- _Work task_: Could you write out the records below exactly as they appear, leaving out any pictures?

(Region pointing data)
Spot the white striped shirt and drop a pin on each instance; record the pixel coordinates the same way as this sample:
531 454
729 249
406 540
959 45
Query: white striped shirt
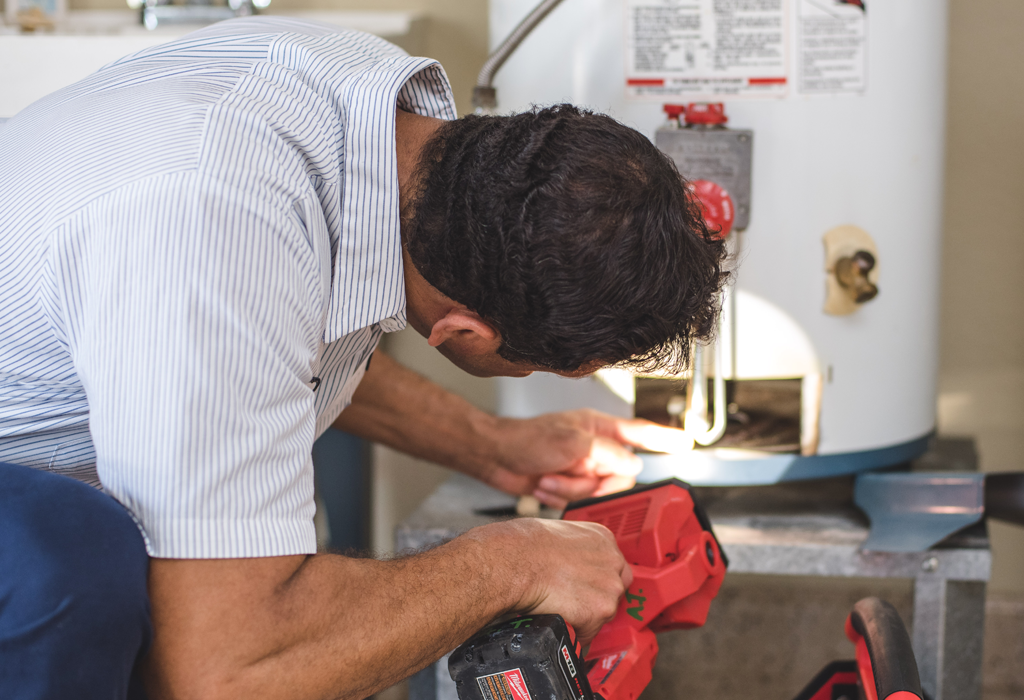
187 238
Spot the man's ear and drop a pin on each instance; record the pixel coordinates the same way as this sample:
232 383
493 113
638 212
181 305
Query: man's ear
466 329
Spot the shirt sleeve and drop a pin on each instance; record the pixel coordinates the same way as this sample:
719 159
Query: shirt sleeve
194 313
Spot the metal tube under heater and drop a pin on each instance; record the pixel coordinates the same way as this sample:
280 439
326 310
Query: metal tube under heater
695 420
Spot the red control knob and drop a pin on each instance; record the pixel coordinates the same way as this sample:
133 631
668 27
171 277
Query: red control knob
675 111
706 113
716 205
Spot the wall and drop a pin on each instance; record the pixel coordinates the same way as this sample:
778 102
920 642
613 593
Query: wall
982 344
457 32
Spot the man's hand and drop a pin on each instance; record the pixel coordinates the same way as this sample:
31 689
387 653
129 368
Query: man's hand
559 457
572 569
556 457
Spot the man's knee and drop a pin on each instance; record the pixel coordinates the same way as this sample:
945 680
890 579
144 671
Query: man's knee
78 594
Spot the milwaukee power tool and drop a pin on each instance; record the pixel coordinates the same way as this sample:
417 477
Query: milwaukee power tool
678 568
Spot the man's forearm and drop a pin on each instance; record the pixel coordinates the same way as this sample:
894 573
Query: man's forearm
395 406
330 626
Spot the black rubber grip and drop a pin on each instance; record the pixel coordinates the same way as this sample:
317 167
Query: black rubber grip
889 647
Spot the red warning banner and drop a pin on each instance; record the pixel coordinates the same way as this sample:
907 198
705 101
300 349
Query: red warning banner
508 685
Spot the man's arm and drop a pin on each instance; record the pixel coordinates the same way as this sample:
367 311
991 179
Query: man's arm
557 457
330 626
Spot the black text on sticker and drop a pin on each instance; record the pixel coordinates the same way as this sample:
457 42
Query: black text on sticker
568 660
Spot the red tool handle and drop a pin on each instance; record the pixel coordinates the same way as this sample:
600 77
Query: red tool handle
885 657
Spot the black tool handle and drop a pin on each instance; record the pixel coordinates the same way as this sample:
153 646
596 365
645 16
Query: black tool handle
889 649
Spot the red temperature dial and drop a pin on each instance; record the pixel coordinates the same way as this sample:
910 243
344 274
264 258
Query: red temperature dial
717 206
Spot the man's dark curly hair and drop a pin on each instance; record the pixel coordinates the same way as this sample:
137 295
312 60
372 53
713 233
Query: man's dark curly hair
569 232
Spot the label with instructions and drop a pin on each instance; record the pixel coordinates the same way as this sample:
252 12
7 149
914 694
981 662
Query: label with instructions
508 685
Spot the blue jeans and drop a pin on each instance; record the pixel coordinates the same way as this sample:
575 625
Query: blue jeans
74 608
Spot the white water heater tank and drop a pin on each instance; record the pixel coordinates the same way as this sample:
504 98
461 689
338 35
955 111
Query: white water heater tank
846 103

- _Response to this exercise_:
Spot the white striped shirt and drop a pin on each instance; record the pixel coordinates the same way as this sample:
531 454
729 249
406 540
959 45
Query: white striped shirt
187 238
Spot the man's ear and drop a pin on each instance; record the pixel coordinates the same way as this sample:
232 383
493 113
638 212
181 305
Query: man's ear
466 329
Spot the shirt sleeve and drop a pin on each instance; record the pixel coordinates the same way as this sample:
719 159
Query: shirt sleeve
194 313
Spot the metal tube under heater and drop a pin on each instance; record the pixel coordinates the same way as this sample:
280 439
326 310
Query: metal tube under heater
695 420
Spot the red control knob and drop a pin on each instance; record the pixel coordinates the same way as this sample:
133 631
668 27
171 277
Query: red control knob
675 111
706 113
716 205
Spot the wall and drop a pin on each instance; record the pixel coordinates the same way as this sample:
778 102
920 642
613 593
Query: wall
982 344
457 32
Spot the man's hand and drop a pin on each instance; record the pixel coordinates the same way as this sample:
31 689
387 653
129 368
Query: man's hand
559 457
572 569
556 457
Spot the man's knee and drop a pin on each instance; record the pixel coordinates the same way as this sample:
945 680
890 579
144 671
Query: man's knee
78 594
Spot the milwaukee power tool and drop a pin on each instance; record the pixel coordinates the same way as this sample:
417 477
Query: milwaukee power tool
678 568
Spot the man's forearm and drop a pin on each instance; record the pixel coordinates the same way as this sample:
894 573
Query: man's forearm
395 406
330 626
Spot the black rubber grip and drop a pin on each instance; record the pixel coordinates the same way as this sample:
317 167
Query: black rubber grip
889 647
Spot the red warning banner and drop a pin on each instance; record the pixel coordinates the same way as this sample:
907 198
705 101
300 349
Query: red warning banner
508 685
Spot the man's arm and drop a pin on each instance; record the pixel coordinates the same way as this sample:
367 311
991 179
Query: man's arm
557 457
330 626
Spot the black text on sticker and drop a pin on each instance; record the pixel coordinates the same way as this sample:
457 42
Query: black text on sticker
568 660
Spot the red tool handle and drop a pin on each instance; record the pixel coordinates the same way as this sample:
600 77
Query: red tool handle
885 657
Spot the black tool handle and drop a pin on each instance; record the pixel coordinates the same way as this sample:
153 646
596 365
645 16
Query: black tool handle
889 649
Spot the red temperature dial and drop a pin on each instance; record the pixel coordinates the same way as this sample:
910 243
344 274
264 258
Query: red temperature dial
717 206
Spot the man's dark curly hair and drop a pin on each instance; record the pixel coordinates the same way as this sample:
137 295
312 60
372 53
713 233
Query: man's dark curly hair
569 232
Spot the label with instructions and drop a pin on each instance; record the pixel coordinates the same way as this sample:
252 12
7 149
914 694
981 662
Query: label with instructions
508 685
Spot the blue jeans and drop a pin on each instance; record the pixel coordinates the same way as this sample:
575 625
Query: blue jeans
74 608
Spot the white water heater tank and drop a pin on each instance; record the pixel coordinates the same way as this sample:
504 98
461 689
338 35
955 111
Query: white water heater tank
846 103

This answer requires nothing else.